短い課題 — 以下に示す地域づくりについての文章を、最後の文の後から続けて書いてください。

引用文 —
しかし需要減少に傾く社会では、そのための人材を短期間に内発的に生み出していくことは厳しく、大都市や他地域との連携やつながりを求めていく必要があります。それも単なる“パイの奪い合い”や“体(てい)のいい他人頼み”では、場当たりの対応になりかねず効果は限られます。そのための有効な実効性あるプログラムが、地域と大都市・他地域等が一緒になって、地域に新たな価値を創造し、地域に仕事や暮らしなどをつくり出していくことなのです。そしてこのための知見を提供するのが、「公民地域協創(二地域就労等)」となります。
けれどそれを繰り返すだけでは単発の連続にしかならず、十分な成果は得られません。それを起爆剤に地域のなかに価値創造の“連鎖の循環構造”(連鎖・循環構造)をつくり出し増殖させていくことが望まれます。それにより十歩も、百歩も地域は創生されていくことが期待されます。そしてそのためのノウハウや考え方を提供するのが、「ライフスタイルのブランド化による地域づくり構想」「土地の美意識構想」「なりわいコミュニティ構想」なのです。これらの知恵を生かしつつ、連鎖・循環構造の青写真を描き、地域で共有していくのです。これによりトリガープロジェクトの果実がどんどん増えていくのです。

データ抜粋 —
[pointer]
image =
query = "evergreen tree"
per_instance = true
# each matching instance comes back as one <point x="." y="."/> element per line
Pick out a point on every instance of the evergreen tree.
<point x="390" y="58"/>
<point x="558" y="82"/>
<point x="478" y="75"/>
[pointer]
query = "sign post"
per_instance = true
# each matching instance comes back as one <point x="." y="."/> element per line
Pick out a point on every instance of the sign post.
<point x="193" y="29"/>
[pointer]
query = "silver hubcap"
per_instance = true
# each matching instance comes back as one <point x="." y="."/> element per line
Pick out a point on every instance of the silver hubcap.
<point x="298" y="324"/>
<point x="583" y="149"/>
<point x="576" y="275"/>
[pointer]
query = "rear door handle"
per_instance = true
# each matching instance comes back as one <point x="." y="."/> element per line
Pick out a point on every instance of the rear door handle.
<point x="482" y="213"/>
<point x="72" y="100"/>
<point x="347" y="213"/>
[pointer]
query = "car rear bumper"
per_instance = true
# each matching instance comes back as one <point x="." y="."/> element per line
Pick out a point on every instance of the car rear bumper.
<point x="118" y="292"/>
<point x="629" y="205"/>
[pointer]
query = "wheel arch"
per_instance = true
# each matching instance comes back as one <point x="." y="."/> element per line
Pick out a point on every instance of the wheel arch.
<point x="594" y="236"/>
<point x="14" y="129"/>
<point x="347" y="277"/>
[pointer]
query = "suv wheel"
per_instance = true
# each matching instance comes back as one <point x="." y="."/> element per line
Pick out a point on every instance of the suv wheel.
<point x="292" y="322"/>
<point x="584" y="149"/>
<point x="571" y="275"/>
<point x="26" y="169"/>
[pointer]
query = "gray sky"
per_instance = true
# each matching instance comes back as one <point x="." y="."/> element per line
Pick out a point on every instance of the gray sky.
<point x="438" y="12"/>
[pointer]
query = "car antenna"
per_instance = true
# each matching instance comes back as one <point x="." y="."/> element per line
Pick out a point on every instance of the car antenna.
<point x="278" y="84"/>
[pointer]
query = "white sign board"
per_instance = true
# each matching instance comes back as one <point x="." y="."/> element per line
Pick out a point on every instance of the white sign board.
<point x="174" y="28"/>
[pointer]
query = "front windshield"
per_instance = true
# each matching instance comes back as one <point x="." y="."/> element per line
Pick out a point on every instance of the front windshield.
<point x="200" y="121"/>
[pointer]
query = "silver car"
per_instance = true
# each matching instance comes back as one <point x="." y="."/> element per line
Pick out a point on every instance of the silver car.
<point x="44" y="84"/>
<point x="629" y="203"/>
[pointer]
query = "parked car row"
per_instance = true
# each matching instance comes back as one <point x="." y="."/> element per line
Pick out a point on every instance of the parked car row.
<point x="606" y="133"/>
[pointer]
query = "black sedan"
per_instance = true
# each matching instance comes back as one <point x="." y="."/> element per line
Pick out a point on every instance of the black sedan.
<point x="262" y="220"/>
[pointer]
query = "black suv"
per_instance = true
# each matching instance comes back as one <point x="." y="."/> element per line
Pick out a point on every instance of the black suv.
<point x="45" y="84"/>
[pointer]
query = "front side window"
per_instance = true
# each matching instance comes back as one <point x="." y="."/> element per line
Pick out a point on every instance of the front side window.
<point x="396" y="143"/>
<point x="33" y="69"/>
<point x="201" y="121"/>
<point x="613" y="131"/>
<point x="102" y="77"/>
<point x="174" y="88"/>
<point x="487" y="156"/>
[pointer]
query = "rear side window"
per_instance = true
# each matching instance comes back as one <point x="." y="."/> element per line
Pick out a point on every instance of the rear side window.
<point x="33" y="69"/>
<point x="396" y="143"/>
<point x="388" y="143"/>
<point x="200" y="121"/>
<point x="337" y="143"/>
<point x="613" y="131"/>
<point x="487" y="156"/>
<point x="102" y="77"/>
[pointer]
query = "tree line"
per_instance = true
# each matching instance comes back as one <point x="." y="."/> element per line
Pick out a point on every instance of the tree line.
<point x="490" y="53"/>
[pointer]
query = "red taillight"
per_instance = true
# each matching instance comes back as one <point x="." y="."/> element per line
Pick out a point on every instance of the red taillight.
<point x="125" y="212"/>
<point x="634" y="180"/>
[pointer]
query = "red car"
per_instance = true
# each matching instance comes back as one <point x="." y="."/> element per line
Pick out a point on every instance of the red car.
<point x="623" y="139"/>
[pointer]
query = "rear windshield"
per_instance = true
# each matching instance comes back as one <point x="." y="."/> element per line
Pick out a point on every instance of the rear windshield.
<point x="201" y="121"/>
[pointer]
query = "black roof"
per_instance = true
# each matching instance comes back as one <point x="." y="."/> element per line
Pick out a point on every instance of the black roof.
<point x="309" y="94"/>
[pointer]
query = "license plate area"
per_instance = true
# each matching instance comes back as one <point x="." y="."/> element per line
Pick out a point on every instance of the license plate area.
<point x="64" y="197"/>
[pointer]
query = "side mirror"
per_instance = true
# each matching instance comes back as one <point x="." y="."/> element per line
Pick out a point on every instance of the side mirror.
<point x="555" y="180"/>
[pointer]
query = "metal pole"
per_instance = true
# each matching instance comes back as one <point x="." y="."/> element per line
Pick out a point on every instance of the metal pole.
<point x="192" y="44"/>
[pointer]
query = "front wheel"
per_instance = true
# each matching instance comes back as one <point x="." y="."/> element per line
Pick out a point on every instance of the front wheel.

課題の出力 —
要するに、大都市・企業等と地域との新たな関係づくりによる価値創出といったトリガープロジェクトと連鎖・循環構造により地域創生を目指すのがここでの「地域創生戦略」となります。
また需要減少が大きく危惧される際には、小手先だけではいかんともしがたく、地域社会自体のあり方や生き方そのものも見つめ直していくことが求められます。地域の考え方・行動基準、地域経済社会の仕組みを変えていかざるを得ません。
地域創生の循環構造
地域創生構想を支える4つの構想
1.二地域就労構想
二地域就労構想とは、“大都市等との協創による地域の生業・仕事づくり”に他ならず、そのための具体的な方法論を提唱するもので、既に国の国土形成計画に位置付けられた施策です。
地域のこだわり・美意識に彩られた仕事・人などに共感する「大都市や他都市等の人材・企業」。それらの方々と、「地域の人や事業者・地域等」とを結びつけ、そこに新たな付加価値を創出することで、生き生きとした地域の生業・仕事を興す取組みをいう。それにより双方が潜在可能性を花開かせていくのです。
二地域就労の核心は、大都市等に住む人が、地方の生業・仕事づくりに関わるところにあります。この一点こそが要諦であり、さまざまな形態が想定されます。地方に居住しているか否かに関わらず、地域の生業・仕事づくりに寄与するのであれば、テレワークや、時々の来訪、短期的な滞在・就労、極端なことをいえば、大都市等に居住し、地方と組み地方の商材・サービスを大都市等に売り込んだり、コラボ商品をつくり出したりしてもよい。企業・団体、集まり、個人など主体も問いません。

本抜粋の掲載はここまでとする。